Methoprene is a juvenile hormone (JH) analog and insect growth regulator (IGR) used widely in pest control. Classified under Insecticide Resistance Action Committee (IRAC) group 7A, methoprene is an amber-colored liquid with a faint fruity odor. Unlike conventional pesticides that kill insects through toxicity, Methoprene disrupts the development of insects, preventing them from reaching reproductive maturity.

Methoprene does not kill insects. Instead, it interferes with an insect’s life cycle and prevents it from reaching maturity or
reproducing. Methoprene functions by mimicking natural juvenile hormones necessary for insect development. Insects treated with methoprene fail to transition from pupa stages to adulthood, effectively halting reproduction and the biological life cycle.

Methoprene is considered a biological pesticide because rather than controlling target pests through direct toxicity, methoprene interferes with an insect’s lifecycle and prevents it from reaching maturity or reproducing.

==Applications==
===Vector control===
Methoprene is frequently employed in mosquito control programs to curb the spread of vector-borne diseases such as dengue fever, malaria. and the West Nile virus. Its larvicidal activity targets immature mosquito stages, breaking the insect's lifecycle.

===Agriculture===
Methoprene is applied to protect a range of food commodities such as meat, milk, mushrooms, peanuts, rice, and cereals. In cattle farming, it serves as a feed additive to prevent the breeding of flies in manure.

[Problem description] Write the next part of the methoprene article above, picking up after its final sentence.

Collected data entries
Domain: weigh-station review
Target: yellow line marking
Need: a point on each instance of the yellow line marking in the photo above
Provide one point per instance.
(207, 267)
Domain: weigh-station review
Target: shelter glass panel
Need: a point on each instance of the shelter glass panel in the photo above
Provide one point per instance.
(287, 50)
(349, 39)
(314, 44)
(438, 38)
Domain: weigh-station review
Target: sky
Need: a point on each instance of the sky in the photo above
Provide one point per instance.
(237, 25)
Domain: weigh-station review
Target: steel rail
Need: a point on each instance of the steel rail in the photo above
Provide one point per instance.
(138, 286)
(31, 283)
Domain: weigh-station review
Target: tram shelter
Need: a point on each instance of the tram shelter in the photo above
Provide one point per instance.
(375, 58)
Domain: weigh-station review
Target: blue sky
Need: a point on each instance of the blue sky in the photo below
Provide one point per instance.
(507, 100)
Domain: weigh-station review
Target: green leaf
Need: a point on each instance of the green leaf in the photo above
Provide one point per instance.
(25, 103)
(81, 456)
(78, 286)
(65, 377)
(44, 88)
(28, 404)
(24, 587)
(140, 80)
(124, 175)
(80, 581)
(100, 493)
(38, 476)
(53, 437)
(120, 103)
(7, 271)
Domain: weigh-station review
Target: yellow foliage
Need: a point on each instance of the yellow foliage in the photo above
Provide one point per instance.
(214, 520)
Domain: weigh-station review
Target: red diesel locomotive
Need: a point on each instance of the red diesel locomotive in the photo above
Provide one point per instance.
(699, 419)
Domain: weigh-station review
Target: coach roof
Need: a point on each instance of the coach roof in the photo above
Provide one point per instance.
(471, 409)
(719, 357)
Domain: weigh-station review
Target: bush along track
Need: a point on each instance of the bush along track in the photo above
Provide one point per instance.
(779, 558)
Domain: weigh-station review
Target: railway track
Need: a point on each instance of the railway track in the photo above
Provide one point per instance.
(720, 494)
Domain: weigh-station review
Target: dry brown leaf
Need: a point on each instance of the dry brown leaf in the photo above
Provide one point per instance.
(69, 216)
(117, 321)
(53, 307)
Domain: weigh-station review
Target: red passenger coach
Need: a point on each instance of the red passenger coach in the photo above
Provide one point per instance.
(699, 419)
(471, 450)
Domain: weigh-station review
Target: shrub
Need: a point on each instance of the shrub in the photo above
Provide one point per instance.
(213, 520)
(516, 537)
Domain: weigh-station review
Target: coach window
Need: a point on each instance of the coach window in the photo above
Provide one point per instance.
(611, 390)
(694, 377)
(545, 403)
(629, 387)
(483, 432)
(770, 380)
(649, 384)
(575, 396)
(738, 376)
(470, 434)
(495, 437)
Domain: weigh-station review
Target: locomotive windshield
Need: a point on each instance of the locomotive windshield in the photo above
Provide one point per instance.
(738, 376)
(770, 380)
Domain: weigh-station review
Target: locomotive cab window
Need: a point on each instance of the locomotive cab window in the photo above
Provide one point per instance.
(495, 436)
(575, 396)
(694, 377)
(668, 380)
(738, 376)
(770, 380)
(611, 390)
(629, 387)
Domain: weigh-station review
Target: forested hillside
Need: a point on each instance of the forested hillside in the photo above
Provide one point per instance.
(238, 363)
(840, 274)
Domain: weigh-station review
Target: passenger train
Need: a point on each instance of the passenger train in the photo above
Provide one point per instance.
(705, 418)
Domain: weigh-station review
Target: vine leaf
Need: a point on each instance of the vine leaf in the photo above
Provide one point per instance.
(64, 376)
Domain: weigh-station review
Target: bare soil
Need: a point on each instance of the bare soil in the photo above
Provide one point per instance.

[Answer below]
===Veterinary use===
Methoprene is a common ingredient in flea control products for domestic animals, aiding in the suppression of flea populations on pets.

== Formulations and efficacy ==
Methoprene is available in various formulations, including microencapsulated suspensions, granules, pellets, and briquets.

Against Aedes aegypti and Anopheles hermsi, one product containing methoprene maintained over 90% control for at least 49 days in 30.5 cm of water. Efficacy was further extended to 63 days in shallower water depths of 15.25 cm. For Culex quinquefasciatus, control lasted up to 56 days.

==Health and safety==

According to its materials safety data sheet (MSDS), methoprene is a material that may be irritating to the mucous membranes and upper respiratory tract; may be harmful by inhalation, ingestion, or skin absorption; may cause eye, skin, or respiratory system irritation; and is very toxic to aquatic life. The GHS signal word is "Warning", with notes such as "P273: Avoid release into the environment" and "P391: Collect spillage".

Methoprene is suspected to be highly toxic to crustaceans like lobsters.